Only the lines below starting at the one containing "Query: limestone rock wall" and ending at the one containing "Task: find the red sneaker" belong in the answer, each copied exactly.

*** Block opens ***

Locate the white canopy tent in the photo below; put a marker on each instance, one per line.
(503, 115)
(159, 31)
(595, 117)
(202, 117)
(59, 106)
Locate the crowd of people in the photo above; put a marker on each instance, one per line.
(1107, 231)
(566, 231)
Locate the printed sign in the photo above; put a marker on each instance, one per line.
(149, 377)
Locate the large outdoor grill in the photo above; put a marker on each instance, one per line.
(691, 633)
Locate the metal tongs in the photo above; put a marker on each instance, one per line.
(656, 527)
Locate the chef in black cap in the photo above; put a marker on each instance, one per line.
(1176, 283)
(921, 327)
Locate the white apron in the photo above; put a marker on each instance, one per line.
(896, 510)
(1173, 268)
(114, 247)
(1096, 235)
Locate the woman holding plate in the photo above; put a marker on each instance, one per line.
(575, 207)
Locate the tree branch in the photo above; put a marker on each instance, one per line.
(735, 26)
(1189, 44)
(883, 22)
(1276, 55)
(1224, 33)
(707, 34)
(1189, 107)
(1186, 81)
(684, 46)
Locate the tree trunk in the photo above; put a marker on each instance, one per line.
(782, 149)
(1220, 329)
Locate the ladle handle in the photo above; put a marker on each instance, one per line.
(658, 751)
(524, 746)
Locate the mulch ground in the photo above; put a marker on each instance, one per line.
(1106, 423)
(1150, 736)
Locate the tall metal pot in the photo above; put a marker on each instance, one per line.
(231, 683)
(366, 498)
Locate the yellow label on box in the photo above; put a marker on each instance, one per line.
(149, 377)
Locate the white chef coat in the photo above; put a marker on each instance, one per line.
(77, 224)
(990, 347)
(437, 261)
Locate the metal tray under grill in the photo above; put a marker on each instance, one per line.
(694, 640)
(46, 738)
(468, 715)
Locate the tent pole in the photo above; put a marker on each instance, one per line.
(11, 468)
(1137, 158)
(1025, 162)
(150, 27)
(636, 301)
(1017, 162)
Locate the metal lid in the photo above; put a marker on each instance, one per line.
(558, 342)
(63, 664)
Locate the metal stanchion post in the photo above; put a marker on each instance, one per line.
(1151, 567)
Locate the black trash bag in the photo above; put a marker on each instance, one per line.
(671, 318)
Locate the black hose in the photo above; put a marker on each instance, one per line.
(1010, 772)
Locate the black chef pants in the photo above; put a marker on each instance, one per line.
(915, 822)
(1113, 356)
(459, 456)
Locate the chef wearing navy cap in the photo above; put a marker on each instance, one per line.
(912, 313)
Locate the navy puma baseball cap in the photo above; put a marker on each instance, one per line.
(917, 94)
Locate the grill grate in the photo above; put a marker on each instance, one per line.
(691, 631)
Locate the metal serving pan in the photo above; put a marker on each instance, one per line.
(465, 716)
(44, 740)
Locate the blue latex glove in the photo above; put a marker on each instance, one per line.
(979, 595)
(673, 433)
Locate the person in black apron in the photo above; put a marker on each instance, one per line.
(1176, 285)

*** Block closes ***
*** Block opens ***

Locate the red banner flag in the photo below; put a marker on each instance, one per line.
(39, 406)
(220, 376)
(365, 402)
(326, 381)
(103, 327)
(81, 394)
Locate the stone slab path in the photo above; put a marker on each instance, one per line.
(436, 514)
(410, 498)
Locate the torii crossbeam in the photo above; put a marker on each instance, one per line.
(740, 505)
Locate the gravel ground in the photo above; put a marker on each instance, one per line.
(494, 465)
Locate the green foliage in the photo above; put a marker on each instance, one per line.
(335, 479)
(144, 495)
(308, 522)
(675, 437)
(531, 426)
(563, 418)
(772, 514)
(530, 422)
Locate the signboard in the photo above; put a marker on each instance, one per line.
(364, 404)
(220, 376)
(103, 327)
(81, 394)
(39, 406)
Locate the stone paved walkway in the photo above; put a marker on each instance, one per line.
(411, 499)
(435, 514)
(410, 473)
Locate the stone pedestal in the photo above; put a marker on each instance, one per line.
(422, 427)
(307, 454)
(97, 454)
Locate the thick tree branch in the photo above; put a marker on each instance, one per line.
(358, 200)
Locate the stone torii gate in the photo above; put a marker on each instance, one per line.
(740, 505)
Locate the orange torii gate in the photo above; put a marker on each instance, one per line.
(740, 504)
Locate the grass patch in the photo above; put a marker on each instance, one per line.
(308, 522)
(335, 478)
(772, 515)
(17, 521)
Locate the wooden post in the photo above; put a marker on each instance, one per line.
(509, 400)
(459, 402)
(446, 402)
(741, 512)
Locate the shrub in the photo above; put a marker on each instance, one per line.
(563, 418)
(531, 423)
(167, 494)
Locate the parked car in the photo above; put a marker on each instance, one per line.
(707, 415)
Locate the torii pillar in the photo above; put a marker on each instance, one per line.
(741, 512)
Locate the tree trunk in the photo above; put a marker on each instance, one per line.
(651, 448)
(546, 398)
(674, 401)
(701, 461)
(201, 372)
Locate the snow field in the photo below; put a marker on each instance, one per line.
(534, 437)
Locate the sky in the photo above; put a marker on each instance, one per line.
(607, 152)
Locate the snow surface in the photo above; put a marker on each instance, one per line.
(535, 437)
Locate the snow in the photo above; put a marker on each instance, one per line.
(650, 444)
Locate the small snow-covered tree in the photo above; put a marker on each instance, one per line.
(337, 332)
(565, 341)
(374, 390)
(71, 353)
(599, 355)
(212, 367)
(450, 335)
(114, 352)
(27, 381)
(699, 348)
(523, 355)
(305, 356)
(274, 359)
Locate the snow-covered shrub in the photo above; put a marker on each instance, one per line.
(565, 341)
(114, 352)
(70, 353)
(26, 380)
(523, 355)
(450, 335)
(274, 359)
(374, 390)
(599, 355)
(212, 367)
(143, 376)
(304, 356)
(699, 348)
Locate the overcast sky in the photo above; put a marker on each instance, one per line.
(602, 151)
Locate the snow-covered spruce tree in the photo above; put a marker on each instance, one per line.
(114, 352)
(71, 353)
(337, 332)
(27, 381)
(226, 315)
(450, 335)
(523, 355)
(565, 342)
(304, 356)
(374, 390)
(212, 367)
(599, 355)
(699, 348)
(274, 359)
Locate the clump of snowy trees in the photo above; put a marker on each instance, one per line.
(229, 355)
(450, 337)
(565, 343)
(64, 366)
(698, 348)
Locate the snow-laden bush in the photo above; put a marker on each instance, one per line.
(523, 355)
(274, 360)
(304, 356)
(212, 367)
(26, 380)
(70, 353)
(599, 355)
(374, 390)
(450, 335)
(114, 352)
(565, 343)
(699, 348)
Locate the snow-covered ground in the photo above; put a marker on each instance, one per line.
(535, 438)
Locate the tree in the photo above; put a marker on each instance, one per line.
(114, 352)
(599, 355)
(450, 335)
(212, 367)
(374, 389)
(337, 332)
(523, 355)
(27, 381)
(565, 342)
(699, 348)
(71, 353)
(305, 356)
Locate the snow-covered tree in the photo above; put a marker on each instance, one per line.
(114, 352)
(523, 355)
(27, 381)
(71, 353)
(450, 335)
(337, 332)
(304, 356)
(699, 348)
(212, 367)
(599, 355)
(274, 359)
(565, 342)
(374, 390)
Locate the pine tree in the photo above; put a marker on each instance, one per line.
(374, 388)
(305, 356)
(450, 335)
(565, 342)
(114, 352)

*** Block closes ***
*** Block opens ***

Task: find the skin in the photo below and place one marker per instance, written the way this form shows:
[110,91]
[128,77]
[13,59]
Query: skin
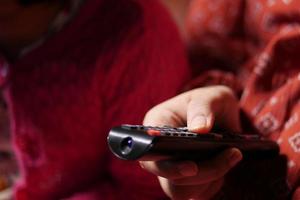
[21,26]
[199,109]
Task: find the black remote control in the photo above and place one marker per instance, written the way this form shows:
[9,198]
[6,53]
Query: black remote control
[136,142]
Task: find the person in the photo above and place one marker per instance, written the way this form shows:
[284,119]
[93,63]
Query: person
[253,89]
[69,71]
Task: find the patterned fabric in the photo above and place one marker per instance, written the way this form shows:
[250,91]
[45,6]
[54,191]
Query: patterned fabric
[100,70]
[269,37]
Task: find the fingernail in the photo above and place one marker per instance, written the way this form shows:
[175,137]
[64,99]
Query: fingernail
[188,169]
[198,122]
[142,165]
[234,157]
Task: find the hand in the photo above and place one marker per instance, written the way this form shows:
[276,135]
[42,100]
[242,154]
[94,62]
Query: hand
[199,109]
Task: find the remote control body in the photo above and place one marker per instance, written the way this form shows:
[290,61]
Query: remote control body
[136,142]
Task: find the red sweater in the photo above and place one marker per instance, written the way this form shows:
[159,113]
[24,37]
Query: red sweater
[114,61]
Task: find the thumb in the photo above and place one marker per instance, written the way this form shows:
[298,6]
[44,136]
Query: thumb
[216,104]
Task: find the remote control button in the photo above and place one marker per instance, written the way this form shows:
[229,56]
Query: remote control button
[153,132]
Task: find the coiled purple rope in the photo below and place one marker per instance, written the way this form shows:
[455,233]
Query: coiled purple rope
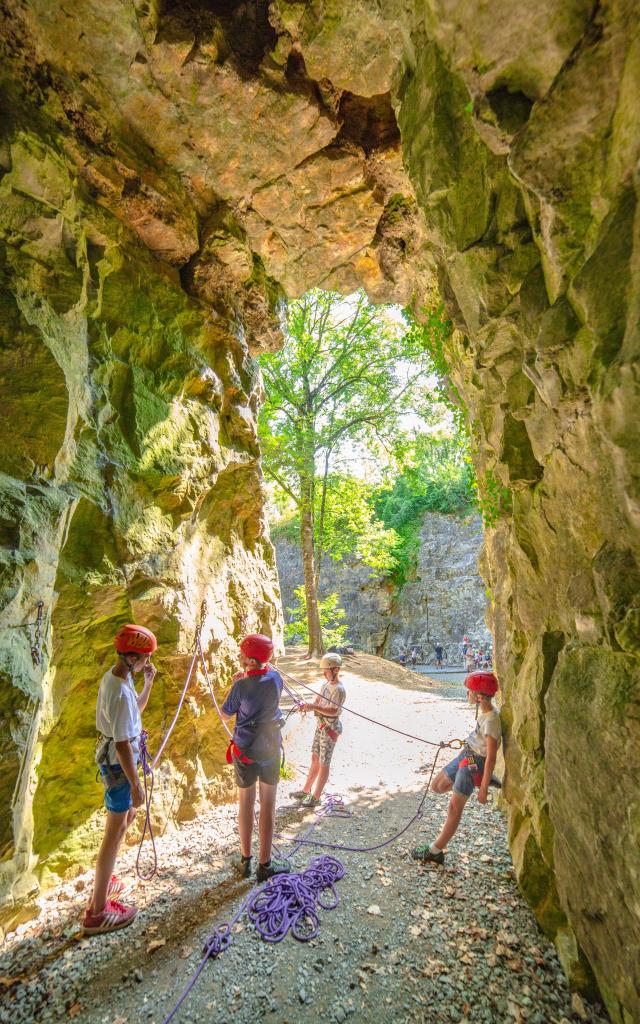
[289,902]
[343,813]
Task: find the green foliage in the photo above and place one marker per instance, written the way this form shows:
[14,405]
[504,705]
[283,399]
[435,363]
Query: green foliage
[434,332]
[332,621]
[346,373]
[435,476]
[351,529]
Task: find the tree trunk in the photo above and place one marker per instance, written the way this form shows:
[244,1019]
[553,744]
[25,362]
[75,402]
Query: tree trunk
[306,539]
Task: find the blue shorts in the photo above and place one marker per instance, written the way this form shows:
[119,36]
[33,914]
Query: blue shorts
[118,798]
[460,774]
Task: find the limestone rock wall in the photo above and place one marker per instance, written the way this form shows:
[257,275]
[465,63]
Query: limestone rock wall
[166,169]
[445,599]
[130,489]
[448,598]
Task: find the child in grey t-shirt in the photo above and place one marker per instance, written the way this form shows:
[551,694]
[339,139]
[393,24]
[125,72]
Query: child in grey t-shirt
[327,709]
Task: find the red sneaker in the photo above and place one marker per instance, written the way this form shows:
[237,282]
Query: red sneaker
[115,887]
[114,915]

*** Block closes ***

▶ [RESPONSE BELOW]
Query: limestone rock wall
[166,169]
[445,599]
[130,489]
[448,598]
Task: find the child in grey t-shirt in the photo above and place one marker per instance, written the way this form shows:
[551,694]
[339,139]
[393,24]
[125,72]
Query: child in grey t-shirt
[327,709]
Task: find the red sneaker in the photo above and place one marker per instance, written the way this form shows:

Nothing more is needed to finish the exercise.